Transcribe the entries that follow exactly as they appear, minus pictures.

(Records)
* * * * * * *
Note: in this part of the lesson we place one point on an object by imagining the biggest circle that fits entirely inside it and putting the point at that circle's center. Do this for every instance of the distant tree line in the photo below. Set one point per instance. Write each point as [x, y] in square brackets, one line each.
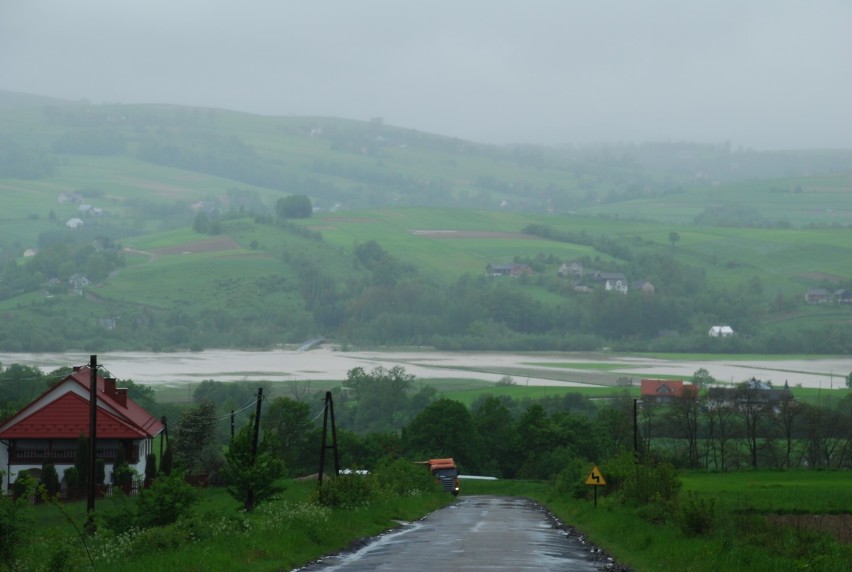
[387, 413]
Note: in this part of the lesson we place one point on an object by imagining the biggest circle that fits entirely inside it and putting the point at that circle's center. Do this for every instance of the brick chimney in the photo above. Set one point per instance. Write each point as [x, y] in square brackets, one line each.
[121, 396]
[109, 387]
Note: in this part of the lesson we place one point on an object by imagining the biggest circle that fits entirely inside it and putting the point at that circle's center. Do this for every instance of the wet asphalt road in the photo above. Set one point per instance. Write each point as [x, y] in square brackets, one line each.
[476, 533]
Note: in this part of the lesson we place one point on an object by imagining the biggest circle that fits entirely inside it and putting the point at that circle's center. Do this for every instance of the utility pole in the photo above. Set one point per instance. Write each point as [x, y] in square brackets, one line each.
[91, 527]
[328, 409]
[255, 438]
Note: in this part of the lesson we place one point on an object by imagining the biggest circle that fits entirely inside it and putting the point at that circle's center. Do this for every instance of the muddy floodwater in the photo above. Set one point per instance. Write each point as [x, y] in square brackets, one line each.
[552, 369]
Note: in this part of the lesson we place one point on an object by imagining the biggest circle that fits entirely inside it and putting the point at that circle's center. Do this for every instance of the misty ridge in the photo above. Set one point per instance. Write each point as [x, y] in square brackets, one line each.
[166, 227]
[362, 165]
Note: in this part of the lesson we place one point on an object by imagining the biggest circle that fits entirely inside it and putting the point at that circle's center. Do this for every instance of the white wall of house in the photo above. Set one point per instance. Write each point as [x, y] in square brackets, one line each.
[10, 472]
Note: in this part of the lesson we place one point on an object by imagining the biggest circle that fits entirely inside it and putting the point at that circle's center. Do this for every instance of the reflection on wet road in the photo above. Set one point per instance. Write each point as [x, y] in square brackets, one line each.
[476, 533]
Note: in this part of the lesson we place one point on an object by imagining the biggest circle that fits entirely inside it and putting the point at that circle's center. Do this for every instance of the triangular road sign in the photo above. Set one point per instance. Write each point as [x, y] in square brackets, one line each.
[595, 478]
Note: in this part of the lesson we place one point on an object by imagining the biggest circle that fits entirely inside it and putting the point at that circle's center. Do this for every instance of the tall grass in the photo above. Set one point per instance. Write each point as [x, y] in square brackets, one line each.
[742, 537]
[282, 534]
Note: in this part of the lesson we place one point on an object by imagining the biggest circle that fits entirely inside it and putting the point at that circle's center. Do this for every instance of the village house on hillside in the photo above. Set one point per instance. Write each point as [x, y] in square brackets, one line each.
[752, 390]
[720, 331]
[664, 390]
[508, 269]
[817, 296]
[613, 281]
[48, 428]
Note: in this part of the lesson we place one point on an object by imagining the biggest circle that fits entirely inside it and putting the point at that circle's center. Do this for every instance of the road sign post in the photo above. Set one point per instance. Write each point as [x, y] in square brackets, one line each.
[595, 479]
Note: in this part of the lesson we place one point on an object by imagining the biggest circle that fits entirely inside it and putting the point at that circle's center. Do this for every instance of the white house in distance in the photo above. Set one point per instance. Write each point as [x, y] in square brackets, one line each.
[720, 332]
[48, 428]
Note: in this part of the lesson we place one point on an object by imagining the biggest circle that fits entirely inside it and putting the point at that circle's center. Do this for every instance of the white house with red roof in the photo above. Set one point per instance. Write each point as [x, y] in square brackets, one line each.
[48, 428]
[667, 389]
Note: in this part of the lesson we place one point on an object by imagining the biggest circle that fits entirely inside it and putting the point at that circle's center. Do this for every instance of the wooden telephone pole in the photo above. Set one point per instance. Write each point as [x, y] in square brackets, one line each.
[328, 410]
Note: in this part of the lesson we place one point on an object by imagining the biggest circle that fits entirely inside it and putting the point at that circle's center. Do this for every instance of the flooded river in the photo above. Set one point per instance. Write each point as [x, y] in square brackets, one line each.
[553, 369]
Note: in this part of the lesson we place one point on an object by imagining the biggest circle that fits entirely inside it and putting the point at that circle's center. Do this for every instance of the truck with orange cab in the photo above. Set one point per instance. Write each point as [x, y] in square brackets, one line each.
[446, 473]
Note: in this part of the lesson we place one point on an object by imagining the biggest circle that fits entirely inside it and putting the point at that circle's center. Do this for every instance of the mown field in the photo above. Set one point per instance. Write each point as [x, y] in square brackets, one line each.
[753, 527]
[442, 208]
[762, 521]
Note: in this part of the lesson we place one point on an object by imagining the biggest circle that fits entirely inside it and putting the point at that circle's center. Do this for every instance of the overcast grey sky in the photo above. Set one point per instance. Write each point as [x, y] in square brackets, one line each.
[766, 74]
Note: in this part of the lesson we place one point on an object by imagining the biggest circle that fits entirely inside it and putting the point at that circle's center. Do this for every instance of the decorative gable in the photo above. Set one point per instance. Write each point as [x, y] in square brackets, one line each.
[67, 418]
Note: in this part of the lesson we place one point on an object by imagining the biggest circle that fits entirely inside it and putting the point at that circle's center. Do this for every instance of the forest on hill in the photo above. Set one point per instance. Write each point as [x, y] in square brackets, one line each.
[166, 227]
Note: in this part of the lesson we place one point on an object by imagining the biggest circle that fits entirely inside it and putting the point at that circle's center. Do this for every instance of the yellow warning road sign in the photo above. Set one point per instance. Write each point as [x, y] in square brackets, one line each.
* * * * * * *
ANSWER TO THE TASK:
Note: in this part of the lesson we place one point on an object by imagining the biggest circle that fits entirely inside it and putting the point at that circle's center. Do this for every instance of the distant tree line in the photo below. Set one point per instance. Write each point as [x, y] in square brackets, one line each.
[387, 413]
Note: in this part of the lesson we place one point on an object by imagining the biggest circle that fits entirely inside it and putting the point at that circle's center. Do this for every instance of the brick chimney in the photo above. Set one point per instance. Write each point as [x, y] in square brackets, one line each.
[121, 396]
[109, 387]
Note: in this part of the lesson we place one point on an object by imagining the biggest circle that fits entirely inside it and putting the point at that circle's center. Do this for every instance of the wet asphalt road in the photo above. Set one point per instance. Write each point as [x, y] in square brackets, one line each.
[476, 533]
Note: in this part of the lesson we place one point on an object by imagining the biggest circle that fits entirely inside it and putting the point at that circle's center. Do this for every instance of the utility pole in the photo above. Set one point per instance. Write each point as [x, y] in square brackets, one line each.
[91, 527]
[328, 409]
[255, 438]
Note: in this part of the lesson we place one point on an object by imagining the biggest circle that fits entirely inside it and putting the point at that circle's center. Do this for every instance of the muddy floodwater in the photo above. Set one point per instance. Write each point as [x, y] in square brackets, one line each.
[552, 369]
Note: in this part of the lesson we place one point on an object by imagining the biggest circle that fits entirely inside it and putting the point at that circle's center. Do this for every instance of the misty ridge in the photo above. Set one point per instance. Write each point as [x, y] in square brackets, one line each.
[166, 227]
[362, 165]
Note: in this part of the lesson we place one point on an object by imagining the biggest circle that fits entirely inside it and putting the point at that circle's center. Do this for every instance of the white wall of house in the photo above. Set one point per instance. Write each point as [x, y] in square brackets, one line each.
[10, 472]
Note: in this part of the lesson we place one point on an object by imagining the biggest circle that fits entirely inside it and putting the point at that circle's center. Do this for every instance of the reflection on wet road in the photo above. Set one point per instance. Write each point as [x, y] in square brackets, one line each.
[476, 533]
Note: in this part of the lesson we place one point on an object by imagining the biggest circle that fits entirely inside it and putting the point at that circle's center. Do this for every instance of the triangular road sign in the photo above. Set one point per instance. Write each point as [x, y] in square brackets, one line each.
[595, 478]
Note: in this part of the lesson we place one point on an object by imagining the biggest circle that fits entirely inside it and putting the point at that circle's center. Do this for every instance of the tall grass in the photo above. Set one point per instance. Write each point as [x, y] in square brackets, one line each.
[742, 537]
[282, 534]
Note: in this part of the lesson we place one point on an object by imagining the biggest circle that fits entirely inside it and putting the point at that circle's center. Do this for every instance of the village house on hillside in the photo above. Set one point per instance. Write each point as [x, y] in square brackets, one line each.
[752, 390]
[720, 331]
[664, 390]
[508, 269]
[817, 296]
[613, 281]
[48, 428]
Note: in this part of the lesson we place one point on an object by imagining the biggest circle that fits entirely inside it and putting the point at that circle's center. Do this for every instance of the road sign post in the photo above. Set one point per instance. Write each point as [x, y] in square brackets, one line each.
[595, 479]
Note: in this part of the lesson we place one point on an object by imagining the biggest circle that fits entirely inside it and putting the point at that circle's center. Do this for every instance of the white house in distance in the photo above. Set one point per instance. Write each point as [x, y] in square brackets, one line each.
[720, 332]
[48, 428]
Note: in this part of the lesson we place one point on an object by imagining the biggest circle that fits entirely inside it and putting the point at that circle's center. Do this for every instance of the white house with red roof in the photo above. Set one point per instance. Write each point as [x, y] in square brackets, one line each.
[48, 428]
[667, 389]
Note: in this part of the lesson we place one point on an object by imagining the biggest circle that fits entirely inside it and putting the point at that circle's center. Do this for every instance of the wooden telephone pole in the photo above. Set one point per instance. Write each point as [x, y] in square brackets, one line each.
[328, 410]
Note: in this part of the lesson we place one point on an object by imagining the biggest circle that fits entirely inside it and putting the point at that circle's center. Do this for every instance of the flooded river in the photo above. Set one point per instance. Write each point as [x, y] in square brackets, one line each.
[553, 369]
Note: in this part of the lesson we place one point on an object by imagining the biggest circle that fits entirely inside it and putting the point at that circle's center. Do this for every instance of the truck with orange cab in the photo above. Set one point per instance. Write each point as [x, y] in square brackets, one line each.
[446, 473]
Note: in this part of the lesson we place one point on an object by imagining the biggest circle that fits entirely inside it and putting the point at that circle's center. Do this for every instance of the mown field in the photo above. Set one point per instance. Write each point as [x, y] in square brackets, one line each.
[753, 527]
[442, 208]
[762, 521]
Note: in this part of the lesson we place one point on an object by imagining the biggest circle that fits entirely inside it and putting the point at that circle's center. Do this for every instance of the overcast grey sky in the photo above. Set one point per instance. Write each point as [x, y] in square brackets, one line each.
[766, 74]
Note: in this part of the lesson we place one point on an object by imagining the biggest circle that fits entirely inside it and putting the point at that circle's center. Do this for every instance of the decorative gable in the photo above. Set one point per instance. Write each point as [x, y] in square brackets, one line each.
[67, 418]
Note: in this part of the lesson we place one point on an object by imagining the biggest circle that fits entirely inside it and putting the point at that circle's center. Do this for every instance of the forest on hill in the photo above. Set one point per instance. Write each point as [x, y] in square brackets, one line each.
[166, 227]
Note: in this part of the lesson we place one point on an object by imagining the biggest circle that fits entirely inside it and putting the point at that circle's center. Do this for every instance of the yellow warning road sign in the photo above. Set one point per instance. Write each point as [x, y] in square brackets, one line each.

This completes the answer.